Referring expression pointing data

────────

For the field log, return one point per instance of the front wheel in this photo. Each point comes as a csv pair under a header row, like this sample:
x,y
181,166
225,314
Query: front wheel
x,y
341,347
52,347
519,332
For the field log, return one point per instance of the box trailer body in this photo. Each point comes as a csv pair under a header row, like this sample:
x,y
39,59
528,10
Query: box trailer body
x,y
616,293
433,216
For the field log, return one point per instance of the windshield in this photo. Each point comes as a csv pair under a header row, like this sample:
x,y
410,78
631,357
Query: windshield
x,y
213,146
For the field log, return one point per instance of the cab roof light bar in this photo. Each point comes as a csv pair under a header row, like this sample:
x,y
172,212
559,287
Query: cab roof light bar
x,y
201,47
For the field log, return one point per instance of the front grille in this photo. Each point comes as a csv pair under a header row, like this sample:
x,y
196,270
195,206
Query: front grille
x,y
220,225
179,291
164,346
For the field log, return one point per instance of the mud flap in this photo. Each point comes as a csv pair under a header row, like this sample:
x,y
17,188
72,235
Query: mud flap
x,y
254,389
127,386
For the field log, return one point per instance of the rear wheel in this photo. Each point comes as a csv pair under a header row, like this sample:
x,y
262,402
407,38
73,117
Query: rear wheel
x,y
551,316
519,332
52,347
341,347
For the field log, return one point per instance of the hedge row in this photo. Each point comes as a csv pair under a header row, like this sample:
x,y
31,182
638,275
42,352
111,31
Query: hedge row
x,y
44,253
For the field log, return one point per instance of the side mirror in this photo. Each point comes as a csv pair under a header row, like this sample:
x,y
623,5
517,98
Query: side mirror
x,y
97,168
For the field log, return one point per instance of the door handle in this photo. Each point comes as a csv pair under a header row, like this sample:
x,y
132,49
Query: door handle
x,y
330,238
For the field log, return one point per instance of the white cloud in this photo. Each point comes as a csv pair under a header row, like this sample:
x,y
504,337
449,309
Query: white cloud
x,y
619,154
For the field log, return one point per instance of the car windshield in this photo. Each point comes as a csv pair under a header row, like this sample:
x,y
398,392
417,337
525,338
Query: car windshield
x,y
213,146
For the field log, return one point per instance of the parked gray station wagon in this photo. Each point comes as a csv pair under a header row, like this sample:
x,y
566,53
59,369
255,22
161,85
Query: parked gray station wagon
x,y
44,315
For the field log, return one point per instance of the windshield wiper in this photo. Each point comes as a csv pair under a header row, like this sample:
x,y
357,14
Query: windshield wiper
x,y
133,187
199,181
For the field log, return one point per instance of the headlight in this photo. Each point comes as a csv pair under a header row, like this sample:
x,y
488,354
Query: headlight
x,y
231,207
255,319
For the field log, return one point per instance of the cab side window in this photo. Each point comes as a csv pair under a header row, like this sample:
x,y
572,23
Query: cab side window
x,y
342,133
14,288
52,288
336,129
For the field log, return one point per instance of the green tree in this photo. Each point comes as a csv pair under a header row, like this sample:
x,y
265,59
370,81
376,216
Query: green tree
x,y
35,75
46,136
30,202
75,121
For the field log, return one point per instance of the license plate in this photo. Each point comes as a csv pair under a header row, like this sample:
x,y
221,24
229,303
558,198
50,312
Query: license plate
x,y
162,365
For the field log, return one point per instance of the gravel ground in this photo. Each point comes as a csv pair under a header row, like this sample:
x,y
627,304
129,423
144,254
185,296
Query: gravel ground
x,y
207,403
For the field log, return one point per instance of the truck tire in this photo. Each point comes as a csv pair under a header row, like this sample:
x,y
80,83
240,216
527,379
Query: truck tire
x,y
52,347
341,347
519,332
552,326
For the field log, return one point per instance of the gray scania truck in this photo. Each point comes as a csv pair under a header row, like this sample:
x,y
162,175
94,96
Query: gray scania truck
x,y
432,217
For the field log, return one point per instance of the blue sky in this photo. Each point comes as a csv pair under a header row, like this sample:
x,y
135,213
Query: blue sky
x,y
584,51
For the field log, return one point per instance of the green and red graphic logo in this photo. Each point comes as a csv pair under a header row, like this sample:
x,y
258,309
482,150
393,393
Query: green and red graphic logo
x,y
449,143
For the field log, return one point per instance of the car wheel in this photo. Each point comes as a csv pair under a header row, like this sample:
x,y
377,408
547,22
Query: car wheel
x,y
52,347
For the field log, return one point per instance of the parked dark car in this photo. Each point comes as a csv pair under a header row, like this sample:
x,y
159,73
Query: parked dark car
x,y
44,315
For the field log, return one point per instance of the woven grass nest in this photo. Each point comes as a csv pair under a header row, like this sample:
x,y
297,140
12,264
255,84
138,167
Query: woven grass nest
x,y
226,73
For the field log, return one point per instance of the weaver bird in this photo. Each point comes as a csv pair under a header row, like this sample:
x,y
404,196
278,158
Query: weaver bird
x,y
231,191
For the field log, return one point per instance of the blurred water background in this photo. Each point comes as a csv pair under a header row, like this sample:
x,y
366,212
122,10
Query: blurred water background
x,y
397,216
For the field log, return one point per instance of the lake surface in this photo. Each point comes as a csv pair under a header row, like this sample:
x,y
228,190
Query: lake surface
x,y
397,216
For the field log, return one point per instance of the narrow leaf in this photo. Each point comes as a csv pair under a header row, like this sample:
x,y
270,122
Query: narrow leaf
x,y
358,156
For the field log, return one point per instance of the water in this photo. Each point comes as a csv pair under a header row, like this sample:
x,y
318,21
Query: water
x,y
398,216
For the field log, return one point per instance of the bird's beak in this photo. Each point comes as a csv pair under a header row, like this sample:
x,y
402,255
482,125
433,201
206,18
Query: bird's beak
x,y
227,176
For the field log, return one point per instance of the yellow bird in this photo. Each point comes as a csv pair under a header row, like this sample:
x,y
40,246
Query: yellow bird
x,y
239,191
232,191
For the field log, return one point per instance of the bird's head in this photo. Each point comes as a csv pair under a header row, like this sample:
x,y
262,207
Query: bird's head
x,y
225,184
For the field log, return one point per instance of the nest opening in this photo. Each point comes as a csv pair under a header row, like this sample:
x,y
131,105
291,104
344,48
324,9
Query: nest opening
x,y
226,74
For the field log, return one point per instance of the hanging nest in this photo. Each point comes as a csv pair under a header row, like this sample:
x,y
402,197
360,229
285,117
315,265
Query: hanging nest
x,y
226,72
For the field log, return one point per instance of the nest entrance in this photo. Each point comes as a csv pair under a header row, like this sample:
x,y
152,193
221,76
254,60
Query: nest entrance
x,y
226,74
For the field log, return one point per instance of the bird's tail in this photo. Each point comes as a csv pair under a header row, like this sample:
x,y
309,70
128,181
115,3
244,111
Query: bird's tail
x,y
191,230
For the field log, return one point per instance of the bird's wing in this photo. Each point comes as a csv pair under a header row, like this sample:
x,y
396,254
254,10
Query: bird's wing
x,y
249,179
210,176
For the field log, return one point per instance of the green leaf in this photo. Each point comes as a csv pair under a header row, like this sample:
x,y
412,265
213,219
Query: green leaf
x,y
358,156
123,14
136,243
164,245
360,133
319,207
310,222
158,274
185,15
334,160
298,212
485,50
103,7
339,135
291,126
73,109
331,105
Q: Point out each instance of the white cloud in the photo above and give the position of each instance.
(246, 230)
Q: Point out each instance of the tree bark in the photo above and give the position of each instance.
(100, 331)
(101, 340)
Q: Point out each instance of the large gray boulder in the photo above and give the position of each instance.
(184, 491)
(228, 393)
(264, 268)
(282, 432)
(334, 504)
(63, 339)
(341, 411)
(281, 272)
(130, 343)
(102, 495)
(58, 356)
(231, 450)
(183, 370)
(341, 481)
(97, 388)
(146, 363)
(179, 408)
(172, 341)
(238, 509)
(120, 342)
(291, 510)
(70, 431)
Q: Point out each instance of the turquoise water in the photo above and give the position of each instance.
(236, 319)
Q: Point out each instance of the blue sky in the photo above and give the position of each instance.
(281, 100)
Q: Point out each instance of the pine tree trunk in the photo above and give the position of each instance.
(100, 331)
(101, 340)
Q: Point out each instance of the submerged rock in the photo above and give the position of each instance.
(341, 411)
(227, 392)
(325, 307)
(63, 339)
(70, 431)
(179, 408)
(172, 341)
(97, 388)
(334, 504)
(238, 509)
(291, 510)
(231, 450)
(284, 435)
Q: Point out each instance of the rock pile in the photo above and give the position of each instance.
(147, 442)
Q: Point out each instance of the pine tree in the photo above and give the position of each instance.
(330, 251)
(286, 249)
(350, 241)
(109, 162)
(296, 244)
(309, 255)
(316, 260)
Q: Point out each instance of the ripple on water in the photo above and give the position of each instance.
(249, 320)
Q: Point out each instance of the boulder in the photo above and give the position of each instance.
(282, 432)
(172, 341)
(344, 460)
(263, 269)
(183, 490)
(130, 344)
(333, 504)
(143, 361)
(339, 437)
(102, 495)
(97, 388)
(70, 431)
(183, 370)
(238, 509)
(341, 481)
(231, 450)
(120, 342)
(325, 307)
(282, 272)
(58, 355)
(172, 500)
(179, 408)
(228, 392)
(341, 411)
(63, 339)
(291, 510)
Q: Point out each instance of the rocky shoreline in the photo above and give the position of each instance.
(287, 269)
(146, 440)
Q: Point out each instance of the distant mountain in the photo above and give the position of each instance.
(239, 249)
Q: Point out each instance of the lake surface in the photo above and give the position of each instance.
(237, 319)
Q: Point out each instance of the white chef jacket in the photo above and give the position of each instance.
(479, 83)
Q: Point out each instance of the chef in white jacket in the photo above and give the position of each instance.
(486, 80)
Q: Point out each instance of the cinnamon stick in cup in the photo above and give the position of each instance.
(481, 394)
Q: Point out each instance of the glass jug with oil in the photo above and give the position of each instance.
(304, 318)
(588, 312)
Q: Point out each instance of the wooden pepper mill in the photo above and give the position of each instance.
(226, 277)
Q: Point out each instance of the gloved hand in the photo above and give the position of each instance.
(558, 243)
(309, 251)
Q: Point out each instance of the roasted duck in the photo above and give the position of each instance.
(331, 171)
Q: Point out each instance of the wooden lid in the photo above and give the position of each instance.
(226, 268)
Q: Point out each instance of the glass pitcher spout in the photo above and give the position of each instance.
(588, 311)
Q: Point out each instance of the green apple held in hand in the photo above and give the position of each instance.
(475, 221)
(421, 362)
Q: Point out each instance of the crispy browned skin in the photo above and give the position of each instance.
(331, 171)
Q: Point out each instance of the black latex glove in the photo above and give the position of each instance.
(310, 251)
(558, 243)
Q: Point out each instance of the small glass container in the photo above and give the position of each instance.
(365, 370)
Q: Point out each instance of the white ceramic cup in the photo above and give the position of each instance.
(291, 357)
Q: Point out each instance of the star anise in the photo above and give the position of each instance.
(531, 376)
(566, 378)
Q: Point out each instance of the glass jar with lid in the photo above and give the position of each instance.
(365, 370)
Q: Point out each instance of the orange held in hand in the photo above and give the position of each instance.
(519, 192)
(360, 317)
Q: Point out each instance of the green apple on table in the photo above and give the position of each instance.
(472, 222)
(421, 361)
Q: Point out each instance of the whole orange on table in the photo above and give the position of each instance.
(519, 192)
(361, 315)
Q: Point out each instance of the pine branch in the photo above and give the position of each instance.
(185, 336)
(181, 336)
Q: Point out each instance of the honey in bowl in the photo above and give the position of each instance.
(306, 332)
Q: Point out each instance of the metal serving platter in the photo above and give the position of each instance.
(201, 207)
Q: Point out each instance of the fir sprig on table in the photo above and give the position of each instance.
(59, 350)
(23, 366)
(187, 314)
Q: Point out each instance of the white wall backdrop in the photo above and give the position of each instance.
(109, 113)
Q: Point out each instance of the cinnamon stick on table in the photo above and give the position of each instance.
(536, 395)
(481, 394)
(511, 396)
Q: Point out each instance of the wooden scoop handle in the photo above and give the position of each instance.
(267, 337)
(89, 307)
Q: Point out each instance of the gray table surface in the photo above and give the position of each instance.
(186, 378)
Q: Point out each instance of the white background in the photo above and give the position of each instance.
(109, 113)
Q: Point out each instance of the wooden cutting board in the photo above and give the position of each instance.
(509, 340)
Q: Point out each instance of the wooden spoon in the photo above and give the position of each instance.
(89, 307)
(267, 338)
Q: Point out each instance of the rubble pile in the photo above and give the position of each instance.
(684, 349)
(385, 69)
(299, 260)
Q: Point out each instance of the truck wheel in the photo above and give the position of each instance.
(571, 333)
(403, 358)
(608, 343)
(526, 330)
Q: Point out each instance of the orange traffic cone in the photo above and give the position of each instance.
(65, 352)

────────

* _DIRECTIONS FOR THIS TASK_
Beginning with the line that holds "Q: Point out each instance of the wooden spoon", please return every line through the end of the data, exactly as written.

* _ANSWER SECTION_
Q: Point out each instance of the wooden spoon in the photo above and give the position of each instance.
(89, 307)
(267, 338)
Q: Point out each instance of the rubble pile in the photo above and give the position of each instance.
(684, 349)
(385, 69)
(299, 260)
Q: Point out each instance of the truck wheel in the photo above and give the position of each instance.
(571, 333)
(403, 358)
(608, 343)
(526, 330)
Q: Point out each instance of the orange traffic cone in the photo above and give the position of each instance.
(65, 352)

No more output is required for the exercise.